▶ _Entries from a dataset_:
= = =

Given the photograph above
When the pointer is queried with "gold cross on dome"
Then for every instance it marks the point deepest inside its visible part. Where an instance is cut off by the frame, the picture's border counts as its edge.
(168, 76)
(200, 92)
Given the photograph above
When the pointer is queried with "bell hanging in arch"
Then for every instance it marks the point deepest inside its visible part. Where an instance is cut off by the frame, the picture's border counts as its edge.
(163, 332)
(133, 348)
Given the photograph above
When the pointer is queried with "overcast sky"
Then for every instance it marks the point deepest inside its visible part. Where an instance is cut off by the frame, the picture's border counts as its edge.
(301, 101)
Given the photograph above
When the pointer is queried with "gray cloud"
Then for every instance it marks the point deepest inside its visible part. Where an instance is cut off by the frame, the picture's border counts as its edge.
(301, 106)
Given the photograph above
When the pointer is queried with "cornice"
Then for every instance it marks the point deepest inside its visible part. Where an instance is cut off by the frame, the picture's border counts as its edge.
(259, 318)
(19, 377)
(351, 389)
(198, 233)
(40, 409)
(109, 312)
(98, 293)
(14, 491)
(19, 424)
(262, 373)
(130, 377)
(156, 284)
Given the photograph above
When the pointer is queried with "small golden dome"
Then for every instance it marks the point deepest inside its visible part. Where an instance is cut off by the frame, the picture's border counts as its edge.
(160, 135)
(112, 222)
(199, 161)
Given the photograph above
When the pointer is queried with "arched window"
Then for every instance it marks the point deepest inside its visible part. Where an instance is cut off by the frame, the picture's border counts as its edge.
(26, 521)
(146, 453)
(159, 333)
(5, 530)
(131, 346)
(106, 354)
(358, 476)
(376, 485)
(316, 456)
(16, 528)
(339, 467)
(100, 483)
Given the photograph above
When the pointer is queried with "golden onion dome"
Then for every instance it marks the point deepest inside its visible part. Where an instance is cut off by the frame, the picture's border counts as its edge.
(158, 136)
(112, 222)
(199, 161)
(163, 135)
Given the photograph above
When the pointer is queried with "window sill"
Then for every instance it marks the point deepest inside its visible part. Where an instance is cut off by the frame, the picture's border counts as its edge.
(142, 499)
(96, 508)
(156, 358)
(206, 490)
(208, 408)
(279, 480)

= = =

▶ _Written exercise_: Return each line of the material above that contains the string "queried".

▶ _Exercise solution_:
When the pointer is queried with "gold cross on dome"
When the pointer is queried with "bell hanging in arch"
When the pointer is queried with "overcast sky"
When the pointer is queried with "gray cloud"
When the pointer is queried with "cornice"
When the pointer is queried with "small golden dome"
When the pointer is queried with "arched window"
When the pointer is queried with "golden onion dome"
When the pointer is queried with "window sill"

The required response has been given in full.